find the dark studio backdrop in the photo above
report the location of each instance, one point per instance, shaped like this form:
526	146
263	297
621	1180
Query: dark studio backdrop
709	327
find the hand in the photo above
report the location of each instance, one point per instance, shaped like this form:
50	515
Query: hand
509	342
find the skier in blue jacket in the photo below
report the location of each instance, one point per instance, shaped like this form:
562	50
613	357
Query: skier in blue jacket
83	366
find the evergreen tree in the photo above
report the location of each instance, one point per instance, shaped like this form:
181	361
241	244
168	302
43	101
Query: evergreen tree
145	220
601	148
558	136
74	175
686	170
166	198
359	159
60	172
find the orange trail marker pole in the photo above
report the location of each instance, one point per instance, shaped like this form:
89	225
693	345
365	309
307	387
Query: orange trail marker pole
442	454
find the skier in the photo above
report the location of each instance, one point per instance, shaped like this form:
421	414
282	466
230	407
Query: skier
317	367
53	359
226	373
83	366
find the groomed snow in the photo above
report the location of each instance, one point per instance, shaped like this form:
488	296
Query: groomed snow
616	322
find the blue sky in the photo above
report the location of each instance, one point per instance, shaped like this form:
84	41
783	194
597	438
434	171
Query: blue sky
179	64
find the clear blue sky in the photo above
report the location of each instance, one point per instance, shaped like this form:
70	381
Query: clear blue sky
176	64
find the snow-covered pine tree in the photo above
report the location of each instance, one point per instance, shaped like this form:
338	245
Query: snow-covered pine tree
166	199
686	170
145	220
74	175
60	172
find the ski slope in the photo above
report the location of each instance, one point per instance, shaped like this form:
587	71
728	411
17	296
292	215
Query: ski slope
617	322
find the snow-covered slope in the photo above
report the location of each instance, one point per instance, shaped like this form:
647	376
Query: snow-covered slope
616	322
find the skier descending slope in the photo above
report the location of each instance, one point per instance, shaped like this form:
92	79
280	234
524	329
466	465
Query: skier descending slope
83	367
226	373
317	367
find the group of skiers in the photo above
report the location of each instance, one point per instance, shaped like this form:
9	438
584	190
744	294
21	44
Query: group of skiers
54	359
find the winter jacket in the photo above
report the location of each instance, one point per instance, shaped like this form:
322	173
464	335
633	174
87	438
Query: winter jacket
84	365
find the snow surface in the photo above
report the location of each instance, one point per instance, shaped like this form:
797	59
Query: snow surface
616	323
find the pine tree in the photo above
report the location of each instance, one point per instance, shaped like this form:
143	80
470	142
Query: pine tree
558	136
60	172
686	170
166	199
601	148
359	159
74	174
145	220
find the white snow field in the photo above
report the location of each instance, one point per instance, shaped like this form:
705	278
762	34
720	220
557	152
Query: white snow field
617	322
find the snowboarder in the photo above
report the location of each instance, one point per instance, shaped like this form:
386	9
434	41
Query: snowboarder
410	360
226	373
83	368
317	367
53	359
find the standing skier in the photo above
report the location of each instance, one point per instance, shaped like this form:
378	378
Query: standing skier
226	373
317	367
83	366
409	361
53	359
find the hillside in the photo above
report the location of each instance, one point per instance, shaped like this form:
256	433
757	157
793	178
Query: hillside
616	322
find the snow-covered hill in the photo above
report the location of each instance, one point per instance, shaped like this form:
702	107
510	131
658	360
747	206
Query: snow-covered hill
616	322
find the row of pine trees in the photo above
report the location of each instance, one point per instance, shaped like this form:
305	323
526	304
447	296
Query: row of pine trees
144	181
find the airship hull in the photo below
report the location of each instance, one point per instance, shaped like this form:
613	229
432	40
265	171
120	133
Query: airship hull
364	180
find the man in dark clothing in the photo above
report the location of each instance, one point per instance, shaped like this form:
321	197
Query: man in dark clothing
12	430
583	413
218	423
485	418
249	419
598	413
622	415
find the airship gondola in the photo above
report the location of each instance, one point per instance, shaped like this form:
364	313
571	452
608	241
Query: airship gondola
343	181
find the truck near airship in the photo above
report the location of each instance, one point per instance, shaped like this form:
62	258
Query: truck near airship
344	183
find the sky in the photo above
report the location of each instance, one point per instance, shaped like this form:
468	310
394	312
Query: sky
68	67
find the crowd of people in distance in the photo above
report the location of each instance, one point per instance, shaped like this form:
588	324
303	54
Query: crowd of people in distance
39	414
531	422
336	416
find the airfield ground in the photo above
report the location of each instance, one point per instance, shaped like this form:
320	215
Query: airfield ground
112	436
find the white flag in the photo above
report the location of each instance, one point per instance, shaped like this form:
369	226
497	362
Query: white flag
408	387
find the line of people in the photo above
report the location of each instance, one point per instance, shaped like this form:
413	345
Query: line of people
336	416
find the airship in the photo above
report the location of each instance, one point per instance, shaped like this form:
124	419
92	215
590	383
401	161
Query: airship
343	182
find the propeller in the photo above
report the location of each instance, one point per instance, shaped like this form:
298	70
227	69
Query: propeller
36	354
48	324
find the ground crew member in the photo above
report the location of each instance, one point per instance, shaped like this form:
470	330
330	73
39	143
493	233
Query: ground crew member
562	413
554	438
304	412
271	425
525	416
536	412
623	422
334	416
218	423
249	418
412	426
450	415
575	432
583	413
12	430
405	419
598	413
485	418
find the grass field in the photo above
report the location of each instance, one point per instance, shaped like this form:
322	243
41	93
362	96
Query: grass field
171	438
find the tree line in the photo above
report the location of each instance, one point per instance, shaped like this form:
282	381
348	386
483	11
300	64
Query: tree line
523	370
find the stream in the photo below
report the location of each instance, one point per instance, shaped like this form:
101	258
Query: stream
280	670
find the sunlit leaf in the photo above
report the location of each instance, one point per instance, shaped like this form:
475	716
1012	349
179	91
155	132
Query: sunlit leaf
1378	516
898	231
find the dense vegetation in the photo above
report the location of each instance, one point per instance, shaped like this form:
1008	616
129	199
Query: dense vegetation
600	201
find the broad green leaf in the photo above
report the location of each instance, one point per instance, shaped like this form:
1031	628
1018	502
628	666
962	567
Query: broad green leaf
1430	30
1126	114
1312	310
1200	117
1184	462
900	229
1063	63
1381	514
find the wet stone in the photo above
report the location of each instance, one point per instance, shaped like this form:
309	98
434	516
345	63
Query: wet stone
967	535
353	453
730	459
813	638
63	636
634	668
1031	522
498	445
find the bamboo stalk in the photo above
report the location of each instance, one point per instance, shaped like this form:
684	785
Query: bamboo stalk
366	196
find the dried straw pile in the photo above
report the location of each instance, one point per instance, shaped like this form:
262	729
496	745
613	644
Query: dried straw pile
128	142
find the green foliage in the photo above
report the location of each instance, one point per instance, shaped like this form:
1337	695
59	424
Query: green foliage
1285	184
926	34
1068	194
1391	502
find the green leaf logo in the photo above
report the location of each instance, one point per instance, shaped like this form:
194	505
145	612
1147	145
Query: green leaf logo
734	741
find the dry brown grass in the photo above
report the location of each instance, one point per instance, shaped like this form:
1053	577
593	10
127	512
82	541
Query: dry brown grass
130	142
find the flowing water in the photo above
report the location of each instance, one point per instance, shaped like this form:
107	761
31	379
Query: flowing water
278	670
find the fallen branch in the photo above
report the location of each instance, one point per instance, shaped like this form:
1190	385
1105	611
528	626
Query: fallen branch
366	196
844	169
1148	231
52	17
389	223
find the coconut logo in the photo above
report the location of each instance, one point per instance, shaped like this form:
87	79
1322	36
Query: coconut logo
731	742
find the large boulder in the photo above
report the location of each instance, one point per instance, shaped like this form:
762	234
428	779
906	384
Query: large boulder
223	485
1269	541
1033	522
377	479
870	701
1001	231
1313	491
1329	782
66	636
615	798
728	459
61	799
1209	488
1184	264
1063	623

= = = = =

# Problem statement
Reproduce the stretch from the line containing "find the bamboo stalk in the photo above" through the end of the items, both ends included.

# Written answer
find the bamboo stalk in the photo above
report the location of each instance, one point per instance, shaped like this form:
684	785
Query: bamboo stalk
366	196
find the dried straw pile in the photo above
report the location of each instance, one point per instance, shaped like this form:
262	729
496	745
613	644
Query: dried straw pile
128	142
find the green foliage in the photo above
report the location of each instance, one point per instance, shaped like this form:
1337	695
59	424
Query: green foliage
1285	184
926	34
1068	194
1391	502
find the green leaf logo in the photo above
report the location of each instance, one point per instance, shaped like this form:
194	505
145	612
1147	145
Query: green leaf logo
734	741
find the dry brown grass in the photo above
report the location of each instance, one point per instance, shaped like this form:
1053	577
593	10
127	512
82	541
Query: dry brown grass
130	142
find the flowing water in the photo above
report the location of each instance, one point per instance, shaped like this form:
107	761
31	379
Query: flowing water
278	670
find the fallen branch in the photo above
report the location of each instance, one point per instance, shaped like this form:
1190	385
1105	611
528	626
Query: fallen branch
366	196
844	169
1148	231
52	17
389	223
find the coconut logo in the photo above
report the location of each instance, one point per instance, shaped like this form:
87	79
1322	36
Query: coconut logo
731	742
find the large boulder in the photo above
report the location of each instance, one point per instance, shaped like this form:
762	234
428	779
906	384
Query: large boulder
223	485
1269	541
1033	522
377	479
870	701
1001	231
1313	491
1329	782
66	636
615	798
728	459
61	799
1209	488
1184	264
1063	623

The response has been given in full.